L’operatività dei clan in 1.205 pagine di sentenza

Le motivazioni della sentenza sono formate in totale da 1.205 pagine attraverso le quali il giudice spiega il proprio percorso logico-giuridico per giungere alle assoluzioni o alle condanne.

Il giudice ricorda in sentenza che le distinte operazioni antimafia (Maestrale-Carthago, Imperium e Olimpo) sono state riunite in un unico procedimento penale solo con l’avviso di conclusione delle indagini preliminari e si pongono “nello stesso solco investigativo tracciato dall’operazione convenzionalmente denominata Rinascita Scott. Anche nelle tre operazioni riunite, fonti primarie di prova sono costituite dalle intercettazioni telefoniche, ambientali e telematiche, dai servizi di osservazione e controllo, anche attraverso l’installazione di impianti di videosorveglianza, le attività di perquisizione e sequestro, i verbali di denuncia-querela resi dalle persone offese, le innumerevoli dichiarazioni dei collaboratori di giustizia. Dall’imponente mole delle risultanze investigative – sottolinea il gip – è emerso che la provincia di Vibo Valentia costituisce il territorio di riferimento di diverse articolazioni ‘ndranghetiste che, seppur distinguibili, mantengono un carattere unitario dettato dalle comuni cointeressenze illecite”.
In particolare, il procedimento penale giunto a sentenza si è soffermato a dimostrare l’operatività del clan La Rosa su Tropea, con relazioni intessute con la cosca Mancuso che mantiene saldo il comando a Limbadi, Nicotera e Ricadi. Luce anche sul “locale” di ‘ndrangheta di Mileto, con particolare riguardo alla “suddivisione interna delle ‘ndrine di Calabrò, Mileto-centro, Comparni, Paravati e San Giovanni di Mileto ed al ruolo di egemonia ivi assunto dalle famiglie Mesiano, Galati, Pititto, Tavella e Prostamo”. Le ‘ndrine di Briatico e Cessaniti sono state invece inquadrate come facenti parte del “locale” di ‘ndrangheta di Zungri guidato dal boss Giuseppe Accorinti. Se a Cessaniti è rimasto provato il dominio della famiglia Barbieri, a Briatico il dominio è stato assunto dalle famiglie Accorinti (clan capeggiato da Antonino Accorinti e diverso dalla cosca di Zungri guidata da Giuseppe Accorinti), Bonavita e Melluso. Le inchieste sono riuscite a provare “l’interesse della cosca Mancuso per alcuni settori nevralgici dell’economia vibonese e, in particolare, nella gestione delle strutture turistiche e ricettive attraverso il controllo delle assunzioni e delle forniture di generi alimentari, nonché nel commercio e nella distribuzione di prodotti ittici e di altri generi di consumo”.

§ **COMPITO 1**
Elenca le famiglie che, secondo il brano sulla sentenza, hanno un ruolo di egemonia nelle 'ndrine del "locale" di Mileto.
§ **COMPITO 2**
Ricopia parola per parola il brano sulla sentenza tra “L’operatività dei clan” e “o alle condanne.”, compresi.
§ **COMPITO 3**
Scrivi il seguito del brano sulla sentenza, partendo subito dopo l'ultima frase.

Voci elencate in una raccolta di dati:
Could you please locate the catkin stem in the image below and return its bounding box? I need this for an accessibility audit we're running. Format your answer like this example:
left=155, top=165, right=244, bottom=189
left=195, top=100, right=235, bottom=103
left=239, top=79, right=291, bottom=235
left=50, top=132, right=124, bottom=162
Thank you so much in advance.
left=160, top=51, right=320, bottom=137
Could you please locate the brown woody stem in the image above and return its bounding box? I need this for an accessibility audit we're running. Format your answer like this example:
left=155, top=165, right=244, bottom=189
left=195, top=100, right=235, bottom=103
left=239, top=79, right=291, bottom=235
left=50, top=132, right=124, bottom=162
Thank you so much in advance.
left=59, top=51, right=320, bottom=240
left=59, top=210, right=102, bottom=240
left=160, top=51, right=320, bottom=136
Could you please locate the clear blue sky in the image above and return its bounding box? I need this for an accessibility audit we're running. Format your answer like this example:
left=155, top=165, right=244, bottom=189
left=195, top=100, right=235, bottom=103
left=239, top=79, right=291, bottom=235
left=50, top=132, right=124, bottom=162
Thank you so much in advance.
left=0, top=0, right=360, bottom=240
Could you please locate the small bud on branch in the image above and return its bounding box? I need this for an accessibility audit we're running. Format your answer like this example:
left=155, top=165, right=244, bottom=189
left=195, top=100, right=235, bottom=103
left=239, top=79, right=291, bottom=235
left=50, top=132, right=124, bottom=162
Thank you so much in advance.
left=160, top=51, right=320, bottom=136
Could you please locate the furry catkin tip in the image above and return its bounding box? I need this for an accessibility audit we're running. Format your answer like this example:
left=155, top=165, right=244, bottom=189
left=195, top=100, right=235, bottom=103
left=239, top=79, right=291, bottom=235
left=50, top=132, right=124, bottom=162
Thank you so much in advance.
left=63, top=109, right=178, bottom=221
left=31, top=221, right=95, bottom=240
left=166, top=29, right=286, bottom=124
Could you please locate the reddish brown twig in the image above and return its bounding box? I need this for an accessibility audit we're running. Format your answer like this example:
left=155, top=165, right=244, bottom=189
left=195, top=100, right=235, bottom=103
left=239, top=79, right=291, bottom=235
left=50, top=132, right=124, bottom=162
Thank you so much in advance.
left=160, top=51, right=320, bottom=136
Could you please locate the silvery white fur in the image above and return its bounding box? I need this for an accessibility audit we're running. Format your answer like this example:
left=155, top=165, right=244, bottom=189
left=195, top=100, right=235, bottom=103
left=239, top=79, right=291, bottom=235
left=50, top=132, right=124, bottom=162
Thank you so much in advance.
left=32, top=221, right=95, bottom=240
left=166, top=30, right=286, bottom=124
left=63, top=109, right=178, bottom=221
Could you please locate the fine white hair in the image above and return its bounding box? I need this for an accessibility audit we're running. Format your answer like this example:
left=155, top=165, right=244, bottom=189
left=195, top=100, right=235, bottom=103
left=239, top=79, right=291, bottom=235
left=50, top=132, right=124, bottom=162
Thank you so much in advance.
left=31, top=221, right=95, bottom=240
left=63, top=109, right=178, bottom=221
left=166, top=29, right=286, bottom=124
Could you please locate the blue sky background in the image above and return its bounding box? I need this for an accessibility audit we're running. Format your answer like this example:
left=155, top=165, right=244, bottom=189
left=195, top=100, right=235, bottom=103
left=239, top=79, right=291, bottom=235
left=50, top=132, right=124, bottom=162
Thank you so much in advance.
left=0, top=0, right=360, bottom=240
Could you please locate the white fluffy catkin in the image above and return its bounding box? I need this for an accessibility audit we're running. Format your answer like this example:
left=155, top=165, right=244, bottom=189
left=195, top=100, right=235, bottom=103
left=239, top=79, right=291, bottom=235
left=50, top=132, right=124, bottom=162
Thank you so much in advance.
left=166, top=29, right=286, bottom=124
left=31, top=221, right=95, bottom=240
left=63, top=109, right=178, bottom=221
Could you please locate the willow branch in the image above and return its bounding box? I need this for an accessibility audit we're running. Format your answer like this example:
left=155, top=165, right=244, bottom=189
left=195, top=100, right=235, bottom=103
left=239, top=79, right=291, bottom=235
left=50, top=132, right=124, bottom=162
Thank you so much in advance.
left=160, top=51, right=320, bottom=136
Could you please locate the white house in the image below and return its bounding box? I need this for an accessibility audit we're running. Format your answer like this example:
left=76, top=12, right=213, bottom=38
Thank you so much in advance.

§ **RISPOSTA SCRITTA 1**
Mesiano, Galati, Pititto, Tavella e Prostamo.

§ **RISPOSTA SCRITTA 2**
L’operatività dei clan in 1.205 pagine di sentenza

Le motivazioni della sentenza sono formate in totale da 1.205 pagine attraverso le quali il giudice spiega il proprio percorso logico-giuridico per giungere alle assoluzioni o alle condanne.

§ **RISPOSTA SCRITTA 3**
Mantella non credibile solo sull’avvocato Sabatino

Il giudice in sentenza dà atto della piena credibilità del collaboratore di giustizia di Vibo Valentia, Andrea Mantella, atteso il suo ruolo di vertice assunto negli anni nel contesto della ‘ndrangheta vibonese. “La sua attendibilità va esclusa – spiega però il giudice in sentenza – limitatamente alle dichiarazioni rese nei confronti dell’imputato Francesco Sabatino. Tale giudizio di inattendibilità risulta circoscritto esclusivamente su detta posizione processuale per ragioni specifiche, anche relative ai peculiari rapporti intercorrenti tra il chiamante e il chiamato, e non propagando i propri effetti sulle restanti propalazioni rese le quali risultano, per converso, connotate da assoluta attendibilità trattandosi tra l’altro di fatti del tutto distinti e assolutamente autonomi”.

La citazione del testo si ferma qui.